**The task**
Select each line below that contains the word "track", and copy those lines.

**Records for the exercise**
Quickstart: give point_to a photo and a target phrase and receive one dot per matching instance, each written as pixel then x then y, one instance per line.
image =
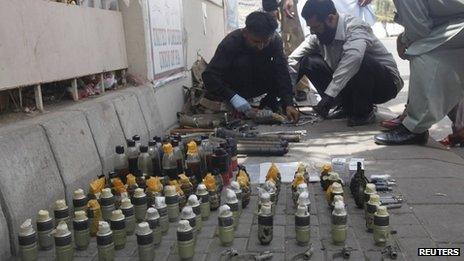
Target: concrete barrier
pixel 149 107
pixel 74 149
pixel 30 179
pixel 105 128
pixel 130 116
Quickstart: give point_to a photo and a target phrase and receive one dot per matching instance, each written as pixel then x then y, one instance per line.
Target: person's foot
pixel 361 120
pixel 401 136
pixel 337 113
pixel 301 96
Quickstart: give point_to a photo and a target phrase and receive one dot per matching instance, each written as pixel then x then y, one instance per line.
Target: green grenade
pixel 302 222
pixel 264 199
pixel 79 200
pixel 203 195
pixel 337 198
pixel 160 205
pixel 226 226
pixel 337 190
pixel 232 202
pixel 140 204
pixel 64 248
pixel 265 225
pixel 235 186
pixel 303 199
pixel 339 227
pixel 172 201
pixel 145 244
pixel 368 191
pixel 381 226
pixel 299 189
pixel 129 214
pixel 187 214
pixel 185 240
pixel 195 204
pixel 81 227
pixel 105 242
pixel 270 188
pixel 153 220
pixel 45 228
pixel 118 226
pixel 371 208
pixel 107 204
pixel 27 239
pixel 61 212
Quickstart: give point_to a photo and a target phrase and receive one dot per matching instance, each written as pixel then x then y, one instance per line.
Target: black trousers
pixel 373 84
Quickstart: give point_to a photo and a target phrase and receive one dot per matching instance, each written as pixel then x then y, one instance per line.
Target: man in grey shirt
pixel 345 62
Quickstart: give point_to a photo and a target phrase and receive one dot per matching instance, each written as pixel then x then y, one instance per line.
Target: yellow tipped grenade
pixel 339 227
pixel 118 226
pixel 381 226
pixel 145 244
pixel 203 195
pixel 107 204
pixel 61 212
pixel 187 214
pixel 64 248
pixel 265 225
pixel 45 227
pixel 195 204
pixel 160 205
pixel 185 240
pixel 302 222
pixel 81 230
pixel 79 200
pixel 235 186
pixel 232 202
pixel 128 211
pixel 371 208
pixel 140 204
pixel 226 225
pixel 27 240
pixel 172 202
pixel 105 242
pixel 153 220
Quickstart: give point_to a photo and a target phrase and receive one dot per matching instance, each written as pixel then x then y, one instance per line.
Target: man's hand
pixel 288 7
pixel 401 47
pixel 240 104
pixel 292 114
pixel 364 2
pixel 324 106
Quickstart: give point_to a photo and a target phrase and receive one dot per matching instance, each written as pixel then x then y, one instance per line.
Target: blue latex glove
pixel 240 104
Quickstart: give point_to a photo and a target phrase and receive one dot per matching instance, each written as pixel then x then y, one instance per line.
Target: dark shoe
pixel 301 96
pixel 401 136
pixel 337 113
pixel 363 120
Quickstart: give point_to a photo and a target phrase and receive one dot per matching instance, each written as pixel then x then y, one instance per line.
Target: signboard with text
pixel 166 37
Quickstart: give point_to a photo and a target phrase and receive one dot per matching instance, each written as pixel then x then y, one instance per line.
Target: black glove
pixel 324 106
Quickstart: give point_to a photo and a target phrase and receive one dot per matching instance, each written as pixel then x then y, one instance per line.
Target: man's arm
pixel 213 76
pixel 352 57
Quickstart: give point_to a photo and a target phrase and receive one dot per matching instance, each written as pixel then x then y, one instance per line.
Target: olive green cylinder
pixel 45 226
pixel 81 232
pixel 146 249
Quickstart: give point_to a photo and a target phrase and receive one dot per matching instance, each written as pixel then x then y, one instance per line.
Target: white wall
pixel 44 41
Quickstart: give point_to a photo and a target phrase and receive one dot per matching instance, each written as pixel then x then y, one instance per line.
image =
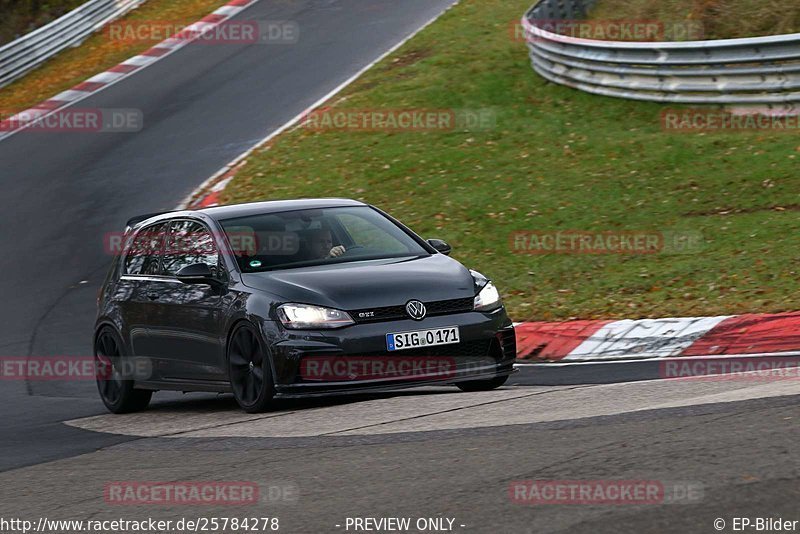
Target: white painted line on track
pixel 444 411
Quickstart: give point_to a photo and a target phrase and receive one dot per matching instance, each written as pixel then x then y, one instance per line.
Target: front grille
pixel 394 313
pixel 509 343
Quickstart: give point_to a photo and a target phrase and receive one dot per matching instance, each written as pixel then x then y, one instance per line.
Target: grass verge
pixel 719 19
pixel 98 53
pixel 557 160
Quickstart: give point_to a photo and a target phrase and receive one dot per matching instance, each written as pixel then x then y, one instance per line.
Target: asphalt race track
pixel 63 192
pixel 433 452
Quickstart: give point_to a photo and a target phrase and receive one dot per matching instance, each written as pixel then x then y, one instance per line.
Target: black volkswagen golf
pixel 292 298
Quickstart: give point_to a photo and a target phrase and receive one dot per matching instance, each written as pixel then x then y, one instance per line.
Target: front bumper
pixel 487 350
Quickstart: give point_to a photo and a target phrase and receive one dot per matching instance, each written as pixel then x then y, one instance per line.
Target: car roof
pixel 242 210
pixel 275 206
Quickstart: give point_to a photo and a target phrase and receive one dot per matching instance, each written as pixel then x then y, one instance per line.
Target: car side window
pixel 144 255
pixel 190 242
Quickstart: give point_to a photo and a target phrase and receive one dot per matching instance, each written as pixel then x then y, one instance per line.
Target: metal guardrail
pixel 32 49
pixel 758 70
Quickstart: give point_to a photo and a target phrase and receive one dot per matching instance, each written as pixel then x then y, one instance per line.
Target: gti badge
pixel 416 310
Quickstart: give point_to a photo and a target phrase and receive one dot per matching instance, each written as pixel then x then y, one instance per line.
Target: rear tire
pixel 117 394
pixel 249 371
pixel 482 385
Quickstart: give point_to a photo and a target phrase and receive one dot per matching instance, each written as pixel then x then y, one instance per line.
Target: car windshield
pixel 301 238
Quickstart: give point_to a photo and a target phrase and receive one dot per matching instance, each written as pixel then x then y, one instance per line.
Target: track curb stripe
pixel 659 338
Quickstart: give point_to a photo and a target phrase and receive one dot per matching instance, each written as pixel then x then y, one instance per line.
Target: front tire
pixel 117 394
pixel 482 385
pixel 249 371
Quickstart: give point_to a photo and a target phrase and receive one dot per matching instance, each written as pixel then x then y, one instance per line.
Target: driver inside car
pixel 321 245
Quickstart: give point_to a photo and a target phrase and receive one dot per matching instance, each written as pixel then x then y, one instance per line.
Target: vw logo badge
pixel 416 310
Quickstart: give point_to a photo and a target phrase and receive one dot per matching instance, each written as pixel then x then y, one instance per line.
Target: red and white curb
pixel 659 338
pixel 115 74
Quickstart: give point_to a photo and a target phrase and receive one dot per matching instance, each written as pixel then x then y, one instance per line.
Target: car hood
pixel 368 284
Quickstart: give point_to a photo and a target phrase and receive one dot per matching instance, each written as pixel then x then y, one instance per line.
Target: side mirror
pixel 440 246
pixel 198 273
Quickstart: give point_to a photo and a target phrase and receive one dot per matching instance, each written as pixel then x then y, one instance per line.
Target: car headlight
pixel 307 316
pixel 488 299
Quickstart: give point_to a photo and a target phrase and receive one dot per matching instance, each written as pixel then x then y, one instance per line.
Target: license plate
pixel 422 338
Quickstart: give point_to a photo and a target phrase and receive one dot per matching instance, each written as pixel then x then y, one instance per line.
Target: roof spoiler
pixel 133 221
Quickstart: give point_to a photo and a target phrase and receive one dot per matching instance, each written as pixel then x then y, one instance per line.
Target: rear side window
pixel 145 251
pixel 190 242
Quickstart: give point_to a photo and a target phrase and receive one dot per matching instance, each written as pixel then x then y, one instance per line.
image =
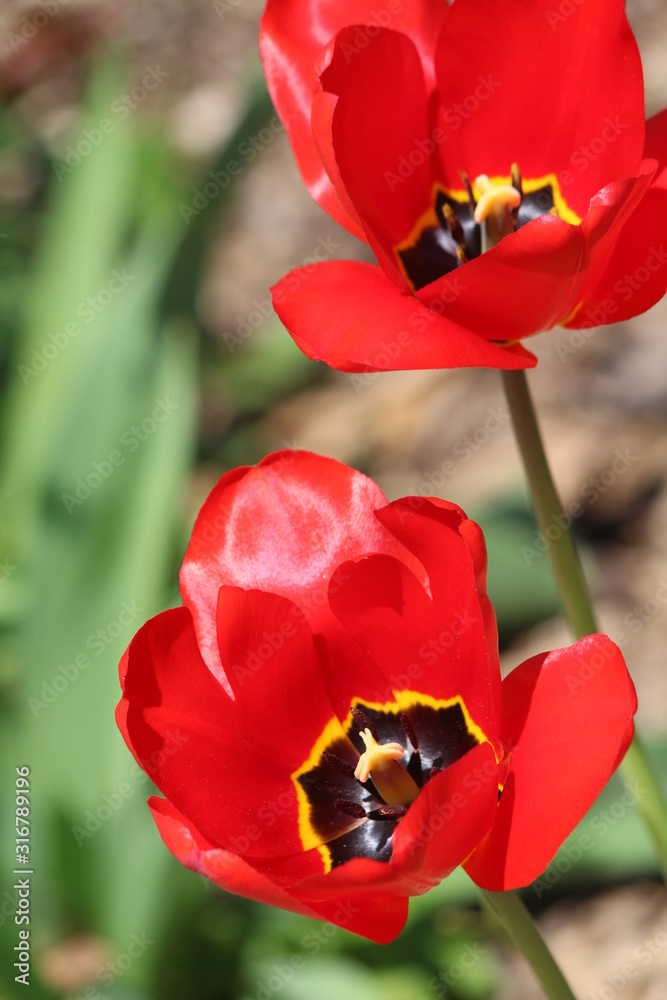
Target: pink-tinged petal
pixel 350 315
pixel 283 527
pixel 501 104
pixel 567 725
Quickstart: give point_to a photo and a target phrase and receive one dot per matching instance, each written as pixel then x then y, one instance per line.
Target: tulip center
pixel 464 223
pixel 362 775
pixel 379 761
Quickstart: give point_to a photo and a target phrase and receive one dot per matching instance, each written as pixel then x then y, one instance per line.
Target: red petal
pixel 379 119
pixel 517 288
pixel 568 722
pixel 497 64
pixel 351 316
pixel 442 826
pixel 292 39
pixel 283 527
pixel 624 273
pixel 380 920
pixel 210 755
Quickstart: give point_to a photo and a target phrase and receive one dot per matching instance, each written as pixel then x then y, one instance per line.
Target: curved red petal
pixel 380 118
pixel 496 66
pixel 567 725
pixel 518 288
pixel 293 37
pixel 350 315
pixel 283 527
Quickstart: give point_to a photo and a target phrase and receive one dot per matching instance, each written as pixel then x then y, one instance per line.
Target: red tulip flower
pixel 494 157
pixel 325 715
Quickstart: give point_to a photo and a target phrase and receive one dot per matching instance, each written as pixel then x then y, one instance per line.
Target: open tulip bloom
pixel 494 157
pixel 325 714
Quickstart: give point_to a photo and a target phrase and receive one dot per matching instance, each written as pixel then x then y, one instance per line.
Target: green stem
pixel 572 588
pixel 525 934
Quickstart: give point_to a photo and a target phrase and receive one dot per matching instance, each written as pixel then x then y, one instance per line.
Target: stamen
pixel 350 808
pixel 409 730
pixel 338 763
pixel 380 762
pixel 495 200
pixel 362 722
pixel 452 223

**Exercise response**
Target: white painted line on track
Target: asphalt race track
Target: track curb stripe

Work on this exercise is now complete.